Swap each occurrence of "occluded instances" in the listing below for "partly hidden instances", then write out the whole listing again with nothing else altered.

━━━━━━━━━━

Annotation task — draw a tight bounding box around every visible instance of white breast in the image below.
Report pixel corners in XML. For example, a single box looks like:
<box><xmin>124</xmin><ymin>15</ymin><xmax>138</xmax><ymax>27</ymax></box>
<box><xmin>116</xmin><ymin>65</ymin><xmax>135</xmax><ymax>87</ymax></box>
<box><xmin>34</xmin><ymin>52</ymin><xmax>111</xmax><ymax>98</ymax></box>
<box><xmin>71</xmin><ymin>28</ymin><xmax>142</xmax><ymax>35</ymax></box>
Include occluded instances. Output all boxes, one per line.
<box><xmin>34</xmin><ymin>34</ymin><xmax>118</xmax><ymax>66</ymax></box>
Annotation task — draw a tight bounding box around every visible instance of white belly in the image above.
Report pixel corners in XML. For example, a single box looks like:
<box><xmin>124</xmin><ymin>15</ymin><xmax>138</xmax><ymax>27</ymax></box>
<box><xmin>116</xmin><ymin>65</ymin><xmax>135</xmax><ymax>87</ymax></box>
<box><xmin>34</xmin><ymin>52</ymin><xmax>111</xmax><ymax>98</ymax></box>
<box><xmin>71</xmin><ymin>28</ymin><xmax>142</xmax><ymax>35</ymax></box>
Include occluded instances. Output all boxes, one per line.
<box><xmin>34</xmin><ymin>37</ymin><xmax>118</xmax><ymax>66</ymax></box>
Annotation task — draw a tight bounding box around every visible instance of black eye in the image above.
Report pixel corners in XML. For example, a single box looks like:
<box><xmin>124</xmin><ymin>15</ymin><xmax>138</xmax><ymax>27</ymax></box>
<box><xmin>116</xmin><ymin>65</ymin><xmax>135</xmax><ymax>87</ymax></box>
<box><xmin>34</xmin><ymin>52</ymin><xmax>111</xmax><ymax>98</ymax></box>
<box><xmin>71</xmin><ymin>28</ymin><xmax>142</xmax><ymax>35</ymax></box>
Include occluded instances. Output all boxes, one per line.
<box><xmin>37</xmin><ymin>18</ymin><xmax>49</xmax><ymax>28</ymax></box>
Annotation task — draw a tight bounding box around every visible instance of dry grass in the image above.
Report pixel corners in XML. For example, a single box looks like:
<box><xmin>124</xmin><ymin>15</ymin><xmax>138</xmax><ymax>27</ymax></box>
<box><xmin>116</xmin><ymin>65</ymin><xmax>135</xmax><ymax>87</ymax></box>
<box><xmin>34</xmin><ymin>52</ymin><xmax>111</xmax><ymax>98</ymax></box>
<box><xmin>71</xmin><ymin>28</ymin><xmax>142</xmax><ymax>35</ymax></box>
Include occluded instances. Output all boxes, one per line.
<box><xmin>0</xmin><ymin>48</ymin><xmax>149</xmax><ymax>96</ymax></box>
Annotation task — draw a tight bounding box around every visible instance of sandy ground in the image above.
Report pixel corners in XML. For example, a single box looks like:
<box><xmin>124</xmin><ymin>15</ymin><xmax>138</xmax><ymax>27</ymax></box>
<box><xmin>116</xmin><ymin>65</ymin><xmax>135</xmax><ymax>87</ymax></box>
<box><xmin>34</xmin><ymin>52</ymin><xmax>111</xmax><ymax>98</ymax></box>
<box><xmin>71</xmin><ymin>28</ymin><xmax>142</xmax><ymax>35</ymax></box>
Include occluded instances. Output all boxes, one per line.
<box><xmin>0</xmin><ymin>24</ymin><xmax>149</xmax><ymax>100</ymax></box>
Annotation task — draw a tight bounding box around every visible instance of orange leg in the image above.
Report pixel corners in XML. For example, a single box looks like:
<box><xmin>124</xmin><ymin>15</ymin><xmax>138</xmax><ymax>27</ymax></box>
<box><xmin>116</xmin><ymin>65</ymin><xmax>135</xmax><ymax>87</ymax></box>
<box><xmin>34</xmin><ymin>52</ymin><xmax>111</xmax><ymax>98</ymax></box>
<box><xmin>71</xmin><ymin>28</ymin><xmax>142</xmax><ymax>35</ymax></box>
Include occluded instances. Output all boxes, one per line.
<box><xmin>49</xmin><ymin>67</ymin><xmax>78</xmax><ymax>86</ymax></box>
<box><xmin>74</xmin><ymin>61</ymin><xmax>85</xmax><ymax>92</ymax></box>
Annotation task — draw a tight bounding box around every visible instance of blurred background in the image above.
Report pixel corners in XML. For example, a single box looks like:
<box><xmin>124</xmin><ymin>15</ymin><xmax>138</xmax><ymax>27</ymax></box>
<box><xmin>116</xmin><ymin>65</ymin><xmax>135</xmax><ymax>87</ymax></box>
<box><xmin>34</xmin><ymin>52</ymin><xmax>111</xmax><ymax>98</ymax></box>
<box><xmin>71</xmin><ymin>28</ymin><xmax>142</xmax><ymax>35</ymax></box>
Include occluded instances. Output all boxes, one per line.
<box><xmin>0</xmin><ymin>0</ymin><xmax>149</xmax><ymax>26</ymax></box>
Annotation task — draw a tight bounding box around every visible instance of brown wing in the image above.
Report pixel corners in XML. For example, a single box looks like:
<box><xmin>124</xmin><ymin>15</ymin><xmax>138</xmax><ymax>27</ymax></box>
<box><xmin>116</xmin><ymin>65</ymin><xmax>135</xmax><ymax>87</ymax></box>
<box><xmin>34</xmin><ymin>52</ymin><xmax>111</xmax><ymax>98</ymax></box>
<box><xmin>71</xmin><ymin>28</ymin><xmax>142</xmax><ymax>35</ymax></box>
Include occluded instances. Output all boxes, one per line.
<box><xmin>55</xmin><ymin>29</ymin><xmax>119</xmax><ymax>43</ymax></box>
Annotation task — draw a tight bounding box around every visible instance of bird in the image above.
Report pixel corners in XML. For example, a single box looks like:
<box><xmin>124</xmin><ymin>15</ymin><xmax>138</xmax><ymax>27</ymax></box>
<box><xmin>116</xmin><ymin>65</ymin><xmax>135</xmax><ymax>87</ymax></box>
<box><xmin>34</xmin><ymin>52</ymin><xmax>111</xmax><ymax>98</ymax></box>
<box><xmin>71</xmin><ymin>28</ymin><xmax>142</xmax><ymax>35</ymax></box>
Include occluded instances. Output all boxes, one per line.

━━━━━━━━━━

● **ANSWER IN FULL**:
Annotation task — draw a tight bounding box around every visible instance of white breast in the image below.
Report pixel corners in XML. For example, a single box looks like:
<box><xmin>124</xmin><ymin>15</ymin><xmax>138</xmax><ymax>27</ymax></box>
<box><xmin>116</xmin><ymin>65</ymin><xmax>135</xmax><ymax>87</ymax></box>
<box><xmin>34</xmin><ymin>52</ymin><xmax>111</xmax><ymax>98</ymax></box>
<box><xmin>71</xmin><ymin>28</ymin><xmax>142</xmax><ymax>35</ymax></box>
Include partly hidden instances. Output all boxes, one per line.
<box><xmin>34</xmin><ymin>34</ymin><xmax>118</xmax><ymax>66</ymax></box>
Annotation task — draw a tight bounding box around every visible instance of white belly in the image above.
Report pixel corners in XML. For example, a single box looks like:
<box><xmin>124</xmin><ymin>15</ymin><xmax>138</xmax><ymax>27</ymax></box>
<box><xmin>116</xmin><ymin>65</ymin><xmax>135</xmax><ymax>87</ymax></box>
<box><xmin>34</xmin><ymin>52</ymin><xmax>111</xmax><ymax>98</ymax></box>
<box><xmin>71</xmin><ymin>28</ymin><xmax>142</xmax><ymax>35</ymax></box>
Include partly hidden instances. Output all boxes, one per line.
<box><xmin>34</xmin><ymin>37</ymin><xmax>118</xmax><ymax>66</ymax></box>
Annotation task — draw a tight bounding box around every visible instance of black eye in the image above.
Report pixel corners in XML. For example, a single box looks like:
<box><xmin>124</xmin><ymin>15</ymin><xmax>138</xmax><ymax>27</ymax></box>
<box><xmin>116</xmin><ymin>65</ymin><xmax>135</xmax><ymax>87</ymax></box>
<box><xmin>34</xmin><ymin>52</ymin><xmax>111</xmax><ymax>98</ymax></box>
<box><xmin>71</xmin><ymin>28</ymin><xmax>142</xmax><ymax>35</ymax></box>
Include partly hidden instances. Output all boxes, one per line.
<box><xmin>37</xmin><ymin>18</ymin><xmax>49</xmax><ymax>28</ymax></box>
Annotation task — draw a tight bounding box around every visible instance of dry grass in the image above.
Report pixel corners in XML. For example, a single box looks like:
<box><xmin>124</xmin><ymin>15</ymin><xmax>138</xmax><ymax>27</ymax></box>
<box><xmin>116</xmin><ymin>65</ymin><xmax>135</xmax><ymax>87</ymax></box>
<box><xmin>34</xmin><ymin>52</ymin><xmax>111</xmax><ymax>98</ymax></box>
<box><xmin>71</xmin><ymin>28</ymin><xmax>142</xmax><ymax>35</ymax></box>
Include partly hidden instances. Output all boxes, one per line.
<box><xmin>0</xmin><ymin>48</ymin><xmax>149</xmax><ymax>96</ymax></box>
Annotation task — draw a tight bounding box around every visible instance of sandy ground in the image above.
Report pixel corners in XML. For example, a single box looks like:
<box><xmin>124</xmin><ymin>15</ymin><xmax>138</xmax><ymax>27</ymax></box>
<box><xmin>116</xmin><ymin>65</ymin><xmax>135</xmax><ymax>87</ymax></box>
<box><xmin>34</xmin><ymin>52</ymin><xmax>111</xmax><ymax>98</ymax></box>
<box><xmin>71</xmin><ymin>28</ymin><xmax>142</xmax><ymax>35</ymax></box>
Include partly hidden instances. Output all boxes, one per line.
<box><xmin>0</xmin><ymin>24</ymin><xmax>149</xmax><ymax>100</ymax></box>
Annotation task — draw a tight bounding box around every visible instance of orange leg in the image above.
Report pixel corners in XML. For example, a single box looks like:
<box><xmin>124</xmin><ymin>15</ymin><xmax>138</xmax><ymax>27</ymax></box>
<box><xmin>116</xmin><ymin>65</ymin><xmax>135</xmax><ymax>87</ymax></box>
<box><xmin>34</xmin><ymin>52</ymin><xmax>111</xmax><ymax>98</ymax></box>
<box><xmin>71</xmin><ymin>28</ymin><xmax>142</xmax><ymax>35</ymax></box>
Include partly hidden instances. Output all boxes, one per line.
<box><xmin>49</xmin><ymin>67</ymin><xmax>78</xmax><ymax>86</ymax></box>
<box><xmin>74</xmin><ymin>61</ymin><xmax>85</xmax><ymax>92</ymax></box>
Annotation task — draw a tight bounding box around every visible instance of blurred background in the image above.
Report pixel corners in XML. For example, a single box looks like:
<box><xmin>124</xmin><ymin>15</ymin><xmax>138</xmax><ymax>27</ymax></box>
<box><xmin>116</xmin><ymin>65</ymin><xmax>135</xmax><ymax>87</ymax></box>
<box><xmin>34</xmin><ymin>52</ymin><xmax>111</xmax><ymax>98</ymax></box>
<box><xmin>71</xmin><ymin>28</ymin><xmax>142</xmax><ymax>35</ymax></box>
Include partly hidden instances. Output all boxes, one per line.
<box><xmin>0</xmin><ymin>0</ymin><xmax>149</xmax><ymax>26</ymax></box>
Annotation task — draw a tight bounding box around every visible instance of brown wing in the image above.
Report pixel corners in XML. For example, a single box looks like:
<box><xmin>124</xmin><ymin>15</ymin><xmax>138</xmax><ymax>27</ymax></box>
<box><xmin>116</xmin><ymin>65</ymin><xmax>135</xmax><ymax>87</ymax></box>
<box><xmin>34</xmin><ymin>52</ymin><xmax>111</xmax><ymax>98</ymax></box>
<box><xmin>71</xmin><ymin>28</ymin><xmax>142</xmax><ymax>35</ymax></box>
Include partly hidden instances. Output all boxes, one per line.
<box><xmin>55</xmin><ymin>29</ymin><xmax>119</xmax><ymax>43</ymax></box>
Annotation task — draw a tight bounding box around every visible instance of bird in the image above.
Report pixel corners in XML. For example, a single box looks like:
<box><xmin>124</xmin><ymin>15</ymin><xmax>138</xmax><ymax>27</ymax></box>
<box><xmin>116</xmin><ymin>65</ymin><xmax>135</xmax><ymax>87</ymax></box>
<box><xmin>34</xmin><ymin>52</ymin><xmax>111</xmax><ymax>98</ymax></box>
<box><xmin>71</xmin><ymin>28</ymin><xmax>142</xmax><ymax>35</ymax></box>
Include partly hidden instances. Output all boxes, one per line.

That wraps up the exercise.